Text excerpt ::
-------------------------

You are reading Morning Coffee, a blog about software engineering written by Igor Šarčević.
Have a nice day!

Sorting your production.log

Igor Sarcevic Igor wrote this in March 2015

Many developers fail to realize that by using the basic Unix tools, you can find on any server, you can find and collect valuable data from your logs. Often the data you need can be found without using any external services, including but not limited to service measurements.

This is the continuation of the series where I show how to collect valuable data from your production.log. Please read the previous posts if you haven’t already

Basic Unix sorting

In this article I want to show you how to sort your data using the sort Unix command. With that you can order the routes by response time, or to count them and show a list of most frequently visited. But first let’s see how the sort command works.

Let’s start with a file animals.txt that has the following content:

dog
cat
fish

If you call sort on this file the output will be the following:

$ sort animals.txt
cat
dog
fish

As you can see in the above output, the sort command orders the lines alphabetically. To show the reverse order:

$ sort -r animals.txt
fish
dog
cat

You can also sort numerically. For example if you have a file called numbered-animals.txt with the following content:

117 cat
1 fish
10 dog

You can sort it with the following command:

$ sort -n numbered-animals.txt
1 fish
10 dog
117 cat

Please note that if you leave out -n your output will be the same in some cases, but not always. For example:

$ sort -n numbered-animals.txt
10 dog
117 cat
1 fish

We can of course order by other words other than the first one in the line. Using the -k option we can tell sort which field it to use. Let’s look at the following example.txt file:

a=abc b=999
a=abd b=462
a=abf b=517

To sort using the b= part we can invoke sort with the -k 2 option to select the second word in the lines:

$ sort -k 2 example.txt
a=abd b=462
a=abf b=517
a=abc b=999

But, the -k option doesn’t stop there. We can also select the character from which we want to start sorting. For example to cut of the first 3 characters in the b=462 and get 62 we would write -k 2.4 option, and thus sort only using the last two digits:

$ sort -k 2.4 example.txt
a=abf b=517
a=abd b=462
a=abc b=999

Sorting logs by response time

Now let’s use the above knowledge to sort the routes from fastest to slowest. Let’s use the following example:

method=GET path=/user format=*/* controller=users action=create status=200 duration=4.2 view=0.00 db=3.91 time=2016-02-16 16:50:37 +0000
method=POST path=/user format=*/* controller=users action=create status=200 duration=2.4 view=0.00 db=3.91 time=2016-02-16 16:48:37 +0000
method=POST path=/user format=*/* controller=users action=create status=200 duration=56.4 view=0.00 db=3.91 time=2016-02-16 16:52:12 +0000

The only thing now we have to do is to count the location of the things we want to sort. In this example we are interested in the duration=<number> part of the lines. The duration is the 7th word on the line and the numbers start at the 10th place in the word. Now it is easy to conclude that we need the -k 7.10 option in our sort command.

The other option we want to use is the -n option to sort the lines numerically.

$ cat production.log | sort -n -k 7.10
method=POST path=/user format=*/* controller=users action=create status=200 duration=2.4 view=0.00 db=3.91 time=2016-02-16 16:48:37 +0000
method=GET path=/user format=*/* controller=users action=create status=200 duration=4.2 view=0.00 db=3.91 time=2016-02-16 16:50:37 +0000
method=POST path=/user format=*/* controller=users action=create status=200 duration=56.4 view=0.00 db=3.91 time=2016-02-16 16:52:12 +0000

Final words

I hope you enjoyed this tutorial, I will give my best to finish the next one soon, where I will be writing about unique lines.

Happy hacking!

-------------------------

Available data ::

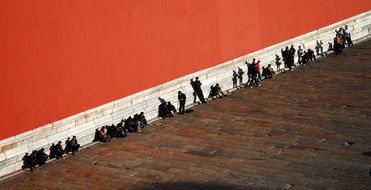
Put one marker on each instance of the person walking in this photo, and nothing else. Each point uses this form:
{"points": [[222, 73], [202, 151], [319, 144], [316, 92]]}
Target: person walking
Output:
{"points": [[182, 99]]}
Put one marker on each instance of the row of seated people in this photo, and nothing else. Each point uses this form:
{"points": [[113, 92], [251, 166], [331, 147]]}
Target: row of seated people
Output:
{"points": [[166, 109], [216, 91], [268, 72], [122, 129], [39, 157]]}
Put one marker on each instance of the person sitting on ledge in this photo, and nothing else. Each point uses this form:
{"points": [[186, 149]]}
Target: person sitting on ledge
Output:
{"points": [[130, 125], [104, 134], [120, 130], [137, 122], [308, 56], [26, 161], [41, 157], [58, 150], [171, 109], [33, 160], [268, 72], [68, 149], [52, 151], [101, 135], [162, 110], [216, 91], [74, 145], [143, 120]]}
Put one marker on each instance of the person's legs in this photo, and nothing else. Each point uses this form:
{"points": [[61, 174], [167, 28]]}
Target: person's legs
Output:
{"points": [[201, 96], [181, 107]]}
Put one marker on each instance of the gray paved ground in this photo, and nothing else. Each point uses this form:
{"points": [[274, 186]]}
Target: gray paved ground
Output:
{"points": [[290, 133]]}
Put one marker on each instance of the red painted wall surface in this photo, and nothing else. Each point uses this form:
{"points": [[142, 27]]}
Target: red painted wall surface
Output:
{"points": [[59, 58]]}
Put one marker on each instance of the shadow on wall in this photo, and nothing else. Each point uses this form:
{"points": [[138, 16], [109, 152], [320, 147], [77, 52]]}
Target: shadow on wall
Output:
{"points": [[192, 185]]}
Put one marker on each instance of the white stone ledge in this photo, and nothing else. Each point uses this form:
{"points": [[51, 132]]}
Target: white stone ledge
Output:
{"points": [[83, 124]]}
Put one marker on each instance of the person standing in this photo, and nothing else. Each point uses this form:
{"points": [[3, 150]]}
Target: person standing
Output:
{"points": [[182, 99], [257, 70], [74, 145], [253, 75], [234, 79], [194, 91], [198, 89], [300, 53], [240, 76]]}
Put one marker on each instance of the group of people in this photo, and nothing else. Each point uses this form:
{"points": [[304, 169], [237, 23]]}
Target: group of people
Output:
{"points": [[122, 129], [342, 39], [39, 157], [216, 91], [166, 109], [304, 56]]}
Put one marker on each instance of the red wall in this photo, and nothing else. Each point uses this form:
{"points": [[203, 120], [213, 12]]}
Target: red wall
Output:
{"points": [[59, 58]]}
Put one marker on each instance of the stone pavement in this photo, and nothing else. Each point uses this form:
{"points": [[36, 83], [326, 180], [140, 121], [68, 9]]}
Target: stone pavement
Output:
{"points": [[305, 129]]}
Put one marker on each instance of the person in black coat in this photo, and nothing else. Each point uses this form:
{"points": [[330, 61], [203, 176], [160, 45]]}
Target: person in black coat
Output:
{"points": [[26, 161], [52, 152], [58, 150], [182, 100], [68, 149], [74, 145], [41, 157], [197, 86]]}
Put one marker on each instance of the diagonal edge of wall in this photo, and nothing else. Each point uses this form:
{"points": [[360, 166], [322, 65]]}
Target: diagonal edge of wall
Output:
{"points": [[83, 124]]}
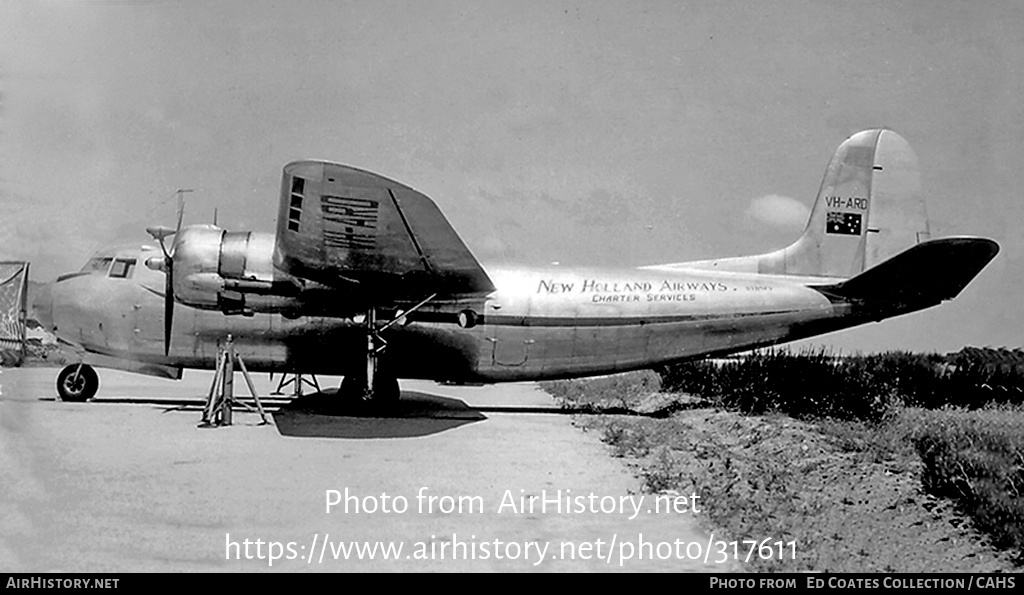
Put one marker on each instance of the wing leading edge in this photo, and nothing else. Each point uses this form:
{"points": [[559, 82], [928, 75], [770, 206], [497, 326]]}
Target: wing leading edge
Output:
{"points": [[343, 226]]}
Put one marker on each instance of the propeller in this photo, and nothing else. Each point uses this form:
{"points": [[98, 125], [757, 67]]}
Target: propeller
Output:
{"points": [[160, 234]]}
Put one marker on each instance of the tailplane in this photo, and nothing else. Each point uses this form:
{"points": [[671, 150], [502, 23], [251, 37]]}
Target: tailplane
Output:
{"points": [[920, 277]]}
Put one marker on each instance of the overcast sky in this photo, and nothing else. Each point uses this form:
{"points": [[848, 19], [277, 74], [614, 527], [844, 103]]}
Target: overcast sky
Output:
{"points": [[620, 133]]}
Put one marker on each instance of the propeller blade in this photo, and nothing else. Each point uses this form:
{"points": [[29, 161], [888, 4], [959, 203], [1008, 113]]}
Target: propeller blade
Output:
{"points": [[168, 305]]}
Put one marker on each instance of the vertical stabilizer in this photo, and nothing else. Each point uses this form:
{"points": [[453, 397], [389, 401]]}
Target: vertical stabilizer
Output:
{"points": [[869, 208]]}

-------------------------

Given instruction 1 ::
Answer these questions about the post on sorting production.log:
(a) Which option makes sort print lines in reverse order?
(b) In the log example, which word on the line holds the duration?
(c) What topic does the author plan to cover in the next tutorial?
Given instruction 2 :: Please reproduce the records from the line with "Put one marker on each instance of the vertical" through the end of the records, with no changes.
The records are unrelated to the text.

Worked answer 1 ::
(a) The -r option.
(b) The 7th word.
(c) Unique lines.

Worked answer 2 ::
Put one marker on each instance of the vertical stabilizer in this photo, and nothing else. Each point uses this form:
{"points": [[453, 397], [389, 401]]}
Target: vertical stabilizer
Output:
{"points": [[869, 208]]}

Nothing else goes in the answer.